* **TASK STATEMENT**:
Copy the items from the line containing "Each returned marker MUST sit on an instance of the lawn" through the line containing "[[327, 123]]", changing every "marker" to "pin" and leaving everything else as it is.

* **MATERIAL FOR THIS EXERCISE**:
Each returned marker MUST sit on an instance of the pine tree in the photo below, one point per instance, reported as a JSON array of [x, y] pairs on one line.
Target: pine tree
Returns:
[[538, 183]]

---

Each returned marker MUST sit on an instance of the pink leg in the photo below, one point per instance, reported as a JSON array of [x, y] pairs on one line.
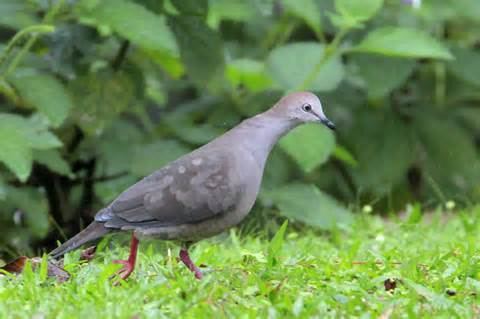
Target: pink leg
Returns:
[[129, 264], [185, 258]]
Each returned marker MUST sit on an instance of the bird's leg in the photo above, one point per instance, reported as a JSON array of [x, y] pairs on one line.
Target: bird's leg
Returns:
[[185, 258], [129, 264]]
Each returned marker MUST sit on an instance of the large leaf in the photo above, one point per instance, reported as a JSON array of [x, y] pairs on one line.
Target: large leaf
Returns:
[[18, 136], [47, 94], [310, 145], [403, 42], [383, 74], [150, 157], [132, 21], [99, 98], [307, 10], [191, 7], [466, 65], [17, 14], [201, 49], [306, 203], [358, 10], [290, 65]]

* * *

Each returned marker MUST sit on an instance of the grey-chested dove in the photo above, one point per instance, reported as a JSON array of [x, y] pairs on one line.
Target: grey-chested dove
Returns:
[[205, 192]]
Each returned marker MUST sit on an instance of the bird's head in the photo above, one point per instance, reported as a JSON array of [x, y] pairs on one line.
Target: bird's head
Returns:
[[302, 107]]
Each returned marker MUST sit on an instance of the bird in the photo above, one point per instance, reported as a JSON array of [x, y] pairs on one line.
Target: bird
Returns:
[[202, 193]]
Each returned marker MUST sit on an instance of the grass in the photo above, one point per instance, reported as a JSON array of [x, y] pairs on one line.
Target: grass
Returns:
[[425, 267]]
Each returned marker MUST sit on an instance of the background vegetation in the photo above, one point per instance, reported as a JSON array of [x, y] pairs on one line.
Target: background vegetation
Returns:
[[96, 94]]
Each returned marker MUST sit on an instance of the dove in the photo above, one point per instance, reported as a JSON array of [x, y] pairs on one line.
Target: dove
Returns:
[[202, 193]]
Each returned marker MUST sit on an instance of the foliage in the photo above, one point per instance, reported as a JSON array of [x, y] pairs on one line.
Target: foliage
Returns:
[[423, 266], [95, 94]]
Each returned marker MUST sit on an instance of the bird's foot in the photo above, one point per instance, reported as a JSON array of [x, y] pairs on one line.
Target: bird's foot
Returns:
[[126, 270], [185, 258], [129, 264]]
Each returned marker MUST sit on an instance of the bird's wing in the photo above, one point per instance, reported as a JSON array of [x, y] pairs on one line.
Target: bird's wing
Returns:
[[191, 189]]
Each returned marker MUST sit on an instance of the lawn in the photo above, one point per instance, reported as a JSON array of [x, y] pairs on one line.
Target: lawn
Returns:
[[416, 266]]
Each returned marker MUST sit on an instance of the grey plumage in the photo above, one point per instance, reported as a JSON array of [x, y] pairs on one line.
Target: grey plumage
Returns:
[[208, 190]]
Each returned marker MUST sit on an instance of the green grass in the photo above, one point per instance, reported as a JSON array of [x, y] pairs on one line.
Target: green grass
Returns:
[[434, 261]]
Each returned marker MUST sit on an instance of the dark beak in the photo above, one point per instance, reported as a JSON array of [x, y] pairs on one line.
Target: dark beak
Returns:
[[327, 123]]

* **OUTPUT BELOW**:
Each returned pin MUST sit on an instance of the lawn in the photo above, one point per instance, reported as a JSON array of [x, y] pairs on one line.
Target: lawn
Returns:
[[416, 266]]
Each returned pin MUST sit on an instance of the grey plumage in the photo above, one point per instance, reported as a JSON array of [x, y] pairs on one line.
Target: grey plumage
Returns:
[[208, 190]]
Each returned pin MUST sit on an instance of the green grass in the photo above, one point per instance, reported as a JSON array of [x, y] pairs on one line.
Target: green grass
Returns:
[[434, 261]]
Each returned pin MUST sit on an instance of the dark beak in the photo above, one point per instance, reported as a JSON array of [x, y] pairs on one line.
Target: dark beak
Returns:
[[327, 123]]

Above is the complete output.